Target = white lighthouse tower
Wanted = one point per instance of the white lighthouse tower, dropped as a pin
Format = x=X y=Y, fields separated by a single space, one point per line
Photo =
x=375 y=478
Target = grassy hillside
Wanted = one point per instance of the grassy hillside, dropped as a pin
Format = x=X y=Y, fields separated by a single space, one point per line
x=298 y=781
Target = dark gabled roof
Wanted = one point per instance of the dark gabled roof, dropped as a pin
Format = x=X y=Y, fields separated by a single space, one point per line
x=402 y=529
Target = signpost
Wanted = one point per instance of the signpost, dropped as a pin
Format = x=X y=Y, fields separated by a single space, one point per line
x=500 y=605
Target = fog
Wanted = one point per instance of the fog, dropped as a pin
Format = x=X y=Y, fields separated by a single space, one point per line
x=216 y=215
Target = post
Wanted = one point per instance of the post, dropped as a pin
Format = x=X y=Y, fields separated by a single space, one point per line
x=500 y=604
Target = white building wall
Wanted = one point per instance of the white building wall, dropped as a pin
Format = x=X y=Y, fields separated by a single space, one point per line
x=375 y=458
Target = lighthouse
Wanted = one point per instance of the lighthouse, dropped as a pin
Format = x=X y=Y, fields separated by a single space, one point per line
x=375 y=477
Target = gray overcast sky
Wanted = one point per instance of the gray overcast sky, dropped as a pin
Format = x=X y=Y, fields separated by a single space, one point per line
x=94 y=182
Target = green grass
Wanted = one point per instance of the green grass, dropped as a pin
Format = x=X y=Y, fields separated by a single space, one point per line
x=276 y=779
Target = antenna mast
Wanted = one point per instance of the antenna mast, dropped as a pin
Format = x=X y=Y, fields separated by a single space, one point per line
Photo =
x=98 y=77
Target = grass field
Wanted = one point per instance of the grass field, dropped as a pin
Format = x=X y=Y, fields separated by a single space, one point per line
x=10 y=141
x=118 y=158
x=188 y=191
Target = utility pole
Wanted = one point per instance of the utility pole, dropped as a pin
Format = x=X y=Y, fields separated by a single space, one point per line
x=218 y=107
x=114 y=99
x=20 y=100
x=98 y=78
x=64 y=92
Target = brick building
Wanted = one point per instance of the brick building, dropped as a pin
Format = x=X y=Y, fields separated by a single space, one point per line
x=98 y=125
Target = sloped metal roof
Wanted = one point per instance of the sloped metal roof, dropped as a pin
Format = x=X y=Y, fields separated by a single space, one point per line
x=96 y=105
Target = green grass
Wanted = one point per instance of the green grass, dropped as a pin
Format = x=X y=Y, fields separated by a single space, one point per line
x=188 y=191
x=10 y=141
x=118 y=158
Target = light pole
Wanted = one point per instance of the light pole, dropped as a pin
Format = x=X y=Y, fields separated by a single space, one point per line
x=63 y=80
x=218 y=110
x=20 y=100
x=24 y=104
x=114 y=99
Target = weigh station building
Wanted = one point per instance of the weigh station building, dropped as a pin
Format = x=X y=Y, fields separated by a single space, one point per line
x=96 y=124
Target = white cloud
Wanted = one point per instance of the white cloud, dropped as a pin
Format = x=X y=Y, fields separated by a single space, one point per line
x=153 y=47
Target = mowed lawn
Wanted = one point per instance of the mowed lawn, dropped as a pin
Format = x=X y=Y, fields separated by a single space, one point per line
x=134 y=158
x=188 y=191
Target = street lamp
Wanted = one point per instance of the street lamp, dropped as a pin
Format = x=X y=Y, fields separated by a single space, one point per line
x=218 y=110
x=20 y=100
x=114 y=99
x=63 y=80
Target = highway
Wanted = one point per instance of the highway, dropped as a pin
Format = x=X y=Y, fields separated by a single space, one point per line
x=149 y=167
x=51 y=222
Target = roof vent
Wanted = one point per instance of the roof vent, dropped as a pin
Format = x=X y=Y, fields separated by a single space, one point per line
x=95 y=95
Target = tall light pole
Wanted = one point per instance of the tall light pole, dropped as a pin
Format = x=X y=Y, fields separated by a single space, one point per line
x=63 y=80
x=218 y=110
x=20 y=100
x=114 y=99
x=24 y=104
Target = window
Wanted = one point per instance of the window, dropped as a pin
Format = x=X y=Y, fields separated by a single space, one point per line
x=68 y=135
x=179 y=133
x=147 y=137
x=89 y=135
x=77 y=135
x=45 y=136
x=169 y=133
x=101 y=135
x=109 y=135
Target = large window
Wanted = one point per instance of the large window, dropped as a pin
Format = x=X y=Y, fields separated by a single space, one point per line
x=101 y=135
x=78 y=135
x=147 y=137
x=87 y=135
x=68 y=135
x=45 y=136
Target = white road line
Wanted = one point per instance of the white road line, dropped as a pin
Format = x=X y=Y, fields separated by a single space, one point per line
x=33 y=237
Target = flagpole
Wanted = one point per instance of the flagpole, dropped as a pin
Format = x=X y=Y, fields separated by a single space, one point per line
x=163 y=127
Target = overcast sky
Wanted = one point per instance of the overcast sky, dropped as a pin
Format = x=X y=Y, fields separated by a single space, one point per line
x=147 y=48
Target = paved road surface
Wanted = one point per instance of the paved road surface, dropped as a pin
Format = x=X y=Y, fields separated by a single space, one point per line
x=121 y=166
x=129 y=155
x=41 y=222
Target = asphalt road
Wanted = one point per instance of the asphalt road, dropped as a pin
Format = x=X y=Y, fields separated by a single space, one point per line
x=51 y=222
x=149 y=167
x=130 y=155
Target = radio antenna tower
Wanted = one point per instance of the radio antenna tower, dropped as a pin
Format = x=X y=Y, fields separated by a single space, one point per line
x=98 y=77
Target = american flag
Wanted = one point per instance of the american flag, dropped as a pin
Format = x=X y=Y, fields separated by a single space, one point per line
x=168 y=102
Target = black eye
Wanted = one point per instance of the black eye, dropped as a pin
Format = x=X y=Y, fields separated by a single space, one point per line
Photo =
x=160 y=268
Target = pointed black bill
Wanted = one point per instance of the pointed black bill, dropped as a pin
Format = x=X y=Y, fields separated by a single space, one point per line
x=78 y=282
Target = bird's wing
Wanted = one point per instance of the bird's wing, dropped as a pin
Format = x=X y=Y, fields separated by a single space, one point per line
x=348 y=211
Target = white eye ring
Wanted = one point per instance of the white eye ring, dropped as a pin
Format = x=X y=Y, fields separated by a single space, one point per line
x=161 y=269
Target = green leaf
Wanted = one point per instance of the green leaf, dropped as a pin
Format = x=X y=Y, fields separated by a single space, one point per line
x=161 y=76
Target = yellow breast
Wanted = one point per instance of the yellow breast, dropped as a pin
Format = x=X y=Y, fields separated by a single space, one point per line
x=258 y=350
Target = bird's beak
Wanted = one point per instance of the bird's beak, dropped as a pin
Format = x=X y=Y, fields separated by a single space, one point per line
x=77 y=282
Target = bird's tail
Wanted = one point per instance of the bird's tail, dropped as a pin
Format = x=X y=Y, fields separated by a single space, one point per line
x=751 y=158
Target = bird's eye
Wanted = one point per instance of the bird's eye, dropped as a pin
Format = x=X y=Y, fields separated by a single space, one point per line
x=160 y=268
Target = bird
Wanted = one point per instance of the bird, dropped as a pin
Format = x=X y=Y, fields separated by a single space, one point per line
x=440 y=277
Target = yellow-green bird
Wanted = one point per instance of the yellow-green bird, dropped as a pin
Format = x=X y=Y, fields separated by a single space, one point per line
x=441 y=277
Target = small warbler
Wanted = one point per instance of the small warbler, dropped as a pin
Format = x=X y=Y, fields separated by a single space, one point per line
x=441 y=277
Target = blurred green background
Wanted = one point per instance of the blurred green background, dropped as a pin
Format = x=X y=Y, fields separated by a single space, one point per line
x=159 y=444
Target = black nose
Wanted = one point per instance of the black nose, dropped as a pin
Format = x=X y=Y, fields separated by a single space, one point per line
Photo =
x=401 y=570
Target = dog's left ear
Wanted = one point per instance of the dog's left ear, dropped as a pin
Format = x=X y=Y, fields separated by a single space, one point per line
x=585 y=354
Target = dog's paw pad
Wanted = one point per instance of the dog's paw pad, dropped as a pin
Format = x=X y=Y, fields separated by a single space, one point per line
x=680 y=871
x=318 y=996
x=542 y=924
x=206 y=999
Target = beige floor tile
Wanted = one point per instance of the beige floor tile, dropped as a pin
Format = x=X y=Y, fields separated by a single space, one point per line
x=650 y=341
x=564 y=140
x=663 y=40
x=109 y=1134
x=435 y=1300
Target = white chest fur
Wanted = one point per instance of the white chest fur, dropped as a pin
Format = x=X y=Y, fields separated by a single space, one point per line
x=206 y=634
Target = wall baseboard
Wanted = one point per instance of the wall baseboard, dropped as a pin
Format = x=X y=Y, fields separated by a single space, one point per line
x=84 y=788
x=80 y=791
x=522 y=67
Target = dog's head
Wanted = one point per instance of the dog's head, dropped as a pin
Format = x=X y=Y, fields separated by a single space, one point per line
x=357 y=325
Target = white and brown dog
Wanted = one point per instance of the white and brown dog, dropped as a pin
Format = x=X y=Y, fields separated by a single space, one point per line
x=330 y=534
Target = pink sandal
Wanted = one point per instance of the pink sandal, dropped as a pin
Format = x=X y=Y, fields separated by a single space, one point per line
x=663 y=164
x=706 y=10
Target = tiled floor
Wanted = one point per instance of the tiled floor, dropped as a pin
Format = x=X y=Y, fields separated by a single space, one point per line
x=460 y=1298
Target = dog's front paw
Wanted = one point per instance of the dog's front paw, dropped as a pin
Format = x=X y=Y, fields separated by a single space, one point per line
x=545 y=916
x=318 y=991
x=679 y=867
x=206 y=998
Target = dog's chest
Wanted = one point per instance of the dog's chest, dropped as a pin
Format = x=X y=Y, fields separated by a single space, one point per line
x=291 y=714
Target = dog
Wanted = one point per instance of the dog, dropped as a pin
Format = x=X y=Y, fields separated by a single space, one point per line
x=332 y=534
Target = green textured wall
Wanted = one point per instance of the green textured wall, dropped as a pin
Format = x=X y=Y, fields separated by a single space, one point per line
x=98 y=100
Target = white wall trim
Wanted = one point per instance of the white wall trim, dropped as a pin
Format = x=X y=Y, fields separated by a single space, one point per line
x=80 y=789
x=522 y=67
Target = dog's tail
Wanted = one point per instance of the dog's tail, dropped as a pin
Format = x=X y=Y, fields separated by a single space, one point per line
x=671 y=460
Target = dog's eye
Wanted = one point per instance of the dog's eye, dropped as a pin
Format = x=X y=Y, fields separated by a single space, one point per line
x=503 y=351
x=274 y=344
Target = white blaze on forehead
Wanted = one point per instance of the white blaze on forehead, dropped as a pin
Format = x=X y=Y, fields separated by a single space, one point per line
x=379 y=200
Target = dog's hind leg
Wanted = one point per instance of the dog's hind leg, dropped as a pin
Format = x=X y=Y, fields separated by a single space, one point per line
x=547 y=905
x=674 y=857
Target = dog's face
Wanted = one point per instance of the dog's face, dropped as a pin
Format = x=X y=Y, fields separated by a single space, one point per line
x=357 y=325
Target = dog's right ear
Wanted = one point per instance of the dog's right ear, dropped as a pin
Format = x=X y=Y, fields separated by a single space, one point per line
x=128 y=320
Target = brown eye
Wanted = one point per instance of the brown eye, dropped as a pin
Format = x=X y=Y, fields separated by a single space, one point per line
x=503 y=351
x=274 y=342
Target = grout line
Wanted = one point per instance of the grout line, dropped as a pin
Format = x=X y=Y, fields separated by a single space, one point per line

::::::::::

GOAL: Arrange the stretch of the listing from the line containing "Target = asphalt road" through the line containing "x=168 y=102" as a JSON list of strings, with one string per line and any blank lines left out.

SOLVED EXERCISE:
[
  "Target = asphalt road",
  "Wanted = one point per instance of the asphalt road, dropped as a pin",
  "Format = x=X y=Y, fields separated by a single space, one point per line",
  "x=51 y=222",
  "x=149 y=167",
  "x=130 y=155",
  "Target = radio antenna tower",
  "Wanted = one point per instance of the radio antenna tower, dropped as a pin",
  "Format = x=X y=Y, fields separated by a single space, one point per line",
  "x=98 y=77",
  "Target = american flag",
  "Wanted = one point per instance of the american flag, dropped as a pin",
  "Format = x=X y=Y, fields separated by a single space, one point per line",
  "x=168 y=102"
]